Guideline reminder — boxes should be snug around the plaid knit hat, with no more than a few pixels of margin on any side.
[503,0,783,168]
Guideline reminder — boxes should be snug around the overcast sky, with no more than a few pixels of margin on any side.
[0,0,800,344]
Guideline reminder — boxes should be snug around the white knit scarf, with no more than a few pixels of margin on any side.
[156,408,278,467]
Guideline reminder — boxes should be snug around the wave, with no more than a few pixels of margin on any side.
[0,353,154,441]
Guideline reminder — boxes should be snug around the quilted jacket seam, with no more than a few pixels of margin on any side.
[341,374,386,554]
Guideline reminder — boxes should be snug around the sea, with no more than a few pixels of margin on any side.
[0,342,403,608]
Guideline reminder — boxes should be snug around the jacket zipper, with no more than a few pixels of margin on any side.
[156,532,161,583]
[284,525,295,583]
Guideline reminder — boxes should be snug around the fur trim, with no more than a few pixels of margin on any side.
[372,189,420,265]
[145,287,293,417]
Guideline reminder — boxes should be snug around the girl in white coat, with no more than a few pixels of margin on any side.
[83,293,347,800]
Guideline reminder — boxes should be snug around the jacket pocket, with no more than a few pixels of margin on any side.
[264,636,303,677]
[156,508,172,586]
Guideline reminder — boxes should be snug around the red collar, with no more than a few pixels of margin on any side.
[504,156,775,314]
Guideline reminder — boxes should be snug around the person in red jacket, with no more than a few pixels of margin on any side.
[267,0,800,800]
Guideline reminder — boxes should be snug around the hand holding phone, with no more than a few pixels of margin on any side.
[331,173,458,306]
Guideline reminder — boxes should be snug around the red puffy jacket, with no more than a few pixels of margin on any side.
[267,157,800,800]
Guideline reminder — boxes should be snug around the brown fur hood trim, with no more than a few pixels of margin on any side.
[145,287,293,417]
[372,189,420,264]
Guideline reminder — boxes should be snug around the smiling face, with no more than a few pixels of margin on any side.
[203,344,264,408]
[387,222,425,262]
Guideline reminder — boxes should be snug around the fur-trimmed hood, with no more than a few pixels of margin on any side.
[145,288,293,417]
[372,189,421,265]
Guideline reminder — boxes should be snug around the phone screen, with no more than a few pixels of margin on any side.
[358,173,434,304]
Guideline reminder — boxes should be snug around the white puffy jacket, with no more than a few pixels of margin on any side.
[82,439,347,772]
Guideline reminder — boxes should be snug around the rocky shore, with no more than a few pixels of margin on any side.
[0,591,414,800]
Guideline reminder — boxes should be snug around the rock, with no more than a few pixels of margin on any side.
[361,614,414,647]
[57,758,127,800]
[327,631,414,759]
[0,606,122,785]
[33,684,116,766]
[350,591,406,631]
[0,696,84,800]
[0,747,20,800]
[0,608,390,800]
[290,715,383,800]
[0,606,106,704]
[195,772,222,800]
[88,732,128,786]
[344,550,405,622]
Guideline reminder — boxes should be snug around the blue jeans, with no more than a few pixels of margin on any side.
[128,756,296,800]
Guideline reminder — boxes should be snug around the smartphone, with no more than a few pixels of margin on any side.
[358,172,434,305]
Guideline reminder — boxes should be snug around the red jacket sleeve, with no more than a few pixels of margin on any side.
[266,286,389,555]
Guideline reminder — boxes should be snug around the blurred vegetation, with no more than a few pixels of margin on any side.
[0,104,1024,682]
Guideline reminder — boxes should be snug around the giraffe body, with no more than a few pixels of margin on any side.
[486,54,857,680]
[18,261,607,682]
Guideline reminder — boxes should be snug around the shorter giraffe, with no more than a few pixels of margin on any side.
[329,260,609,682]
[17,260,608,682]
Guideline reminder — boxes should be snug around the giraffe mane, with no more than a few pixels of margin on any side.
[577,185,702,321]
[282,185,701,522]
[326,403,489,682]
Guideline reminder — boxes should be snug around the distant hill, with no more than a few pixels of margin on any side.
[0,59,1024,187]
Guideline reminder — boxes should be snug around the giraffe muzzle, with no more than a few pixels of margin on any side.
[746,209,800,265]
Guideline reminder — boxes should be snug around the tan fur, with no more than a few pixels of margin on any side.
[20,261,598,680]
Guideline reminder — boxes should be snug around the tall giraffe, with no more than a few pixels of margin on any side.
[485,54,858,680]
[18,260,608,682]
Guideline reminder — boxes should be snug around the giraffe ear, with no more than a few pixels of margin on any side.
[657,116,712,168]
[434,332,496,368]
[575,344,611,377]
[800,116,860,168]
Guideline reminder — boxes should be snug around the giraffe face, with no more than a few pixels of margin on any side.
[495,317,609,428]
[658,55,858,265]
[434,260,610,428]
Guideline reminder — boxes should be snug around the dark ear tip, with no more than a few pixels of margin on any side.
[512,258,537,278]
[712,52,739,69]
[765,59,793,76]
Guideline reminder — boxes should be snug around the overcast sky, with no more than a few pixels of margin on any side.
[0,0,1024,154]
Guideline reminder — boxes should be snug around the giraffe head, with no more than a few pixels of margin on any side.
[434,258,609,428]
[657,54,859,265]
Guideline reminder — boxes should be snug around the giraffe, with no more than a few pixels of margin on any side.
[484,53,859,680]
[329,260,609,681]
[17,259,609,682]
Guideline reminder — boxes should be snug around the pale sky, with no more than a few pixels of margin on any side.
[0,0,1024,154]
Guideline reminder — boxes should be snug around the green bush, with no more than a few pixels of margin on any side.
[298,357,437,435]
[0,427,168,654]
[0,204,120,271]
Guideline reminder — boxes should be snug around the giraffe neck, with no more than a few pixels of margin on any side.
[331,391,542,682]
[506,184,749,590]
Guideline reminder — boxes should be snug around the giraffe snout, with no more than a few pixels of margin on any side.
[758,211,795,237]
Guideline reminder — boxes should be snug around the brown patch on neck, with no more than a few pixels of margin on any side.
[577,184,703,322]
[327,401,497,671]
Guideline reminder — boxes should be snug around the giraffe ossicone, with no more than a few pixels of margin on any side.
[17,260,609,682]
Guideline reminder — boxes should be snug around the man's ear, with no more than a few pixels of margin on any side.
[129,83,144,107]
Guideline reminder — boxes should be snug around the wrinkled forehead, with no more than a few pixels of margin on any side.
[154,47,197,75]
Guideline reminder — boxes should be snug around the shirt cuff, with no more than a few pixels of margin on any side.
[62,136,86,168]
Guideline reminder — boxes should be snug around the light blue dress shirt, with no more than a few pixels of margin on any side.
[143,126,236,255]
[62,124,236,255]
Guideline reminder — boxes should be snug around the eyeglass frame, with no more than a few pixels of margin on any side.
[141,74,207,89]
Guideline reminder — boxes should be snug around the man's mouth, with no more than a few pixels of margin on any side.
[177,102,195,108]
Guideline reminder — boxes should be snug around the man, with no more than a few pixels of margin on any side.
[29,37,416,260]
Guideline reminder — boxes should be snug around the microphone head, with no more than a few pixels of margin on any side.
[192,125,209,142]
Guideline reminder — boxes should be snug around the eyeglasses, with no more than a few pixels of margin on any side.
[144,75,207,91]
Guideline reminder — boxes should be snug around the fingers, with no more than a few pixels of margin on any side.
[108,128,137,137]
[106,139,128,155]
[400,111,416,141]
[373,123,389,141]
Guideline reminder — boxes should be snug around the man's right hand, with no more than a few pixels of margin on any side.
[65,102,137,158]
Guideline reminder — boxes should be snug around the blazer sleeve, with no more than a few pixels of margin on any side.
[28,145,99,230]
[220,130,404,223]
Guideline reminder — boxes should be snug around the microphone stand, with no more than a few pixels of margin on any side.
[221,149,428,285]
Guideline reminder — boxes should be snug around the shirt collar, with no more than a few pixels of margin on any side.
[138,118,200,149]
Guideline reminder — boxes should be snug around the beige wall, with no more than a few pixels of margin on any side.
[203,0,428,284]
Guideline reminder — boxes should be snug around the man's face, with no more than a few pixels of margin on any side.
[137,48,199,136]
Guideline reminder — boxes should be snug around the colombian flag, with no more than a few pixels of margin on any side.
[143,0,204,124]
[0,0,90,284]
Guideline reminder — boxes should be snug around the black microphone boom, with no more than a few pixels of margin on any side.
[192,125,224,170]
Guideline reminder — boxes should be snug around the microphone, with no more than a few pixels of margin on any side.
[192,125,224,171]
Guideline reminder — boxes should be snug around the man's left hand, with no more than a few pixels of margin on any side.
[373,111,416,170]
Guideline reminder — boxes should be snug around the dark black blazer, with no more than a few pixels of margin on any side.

## Your objective
Copy the lines from the one containing "Guideline reminder — boxes should be snug around the black" to the one containing "[192,125,224,171]", both included, word for word.

## Expected answer
Guideline reminder — boxes should be snug around the black microphone boom, with no more than a few pixels of margin on any side.
[192,125,224,170]
Guideline reminder — boxes should be snug around the microphone, with no more than a few pixels of margin on any side.
[192,125,224,171]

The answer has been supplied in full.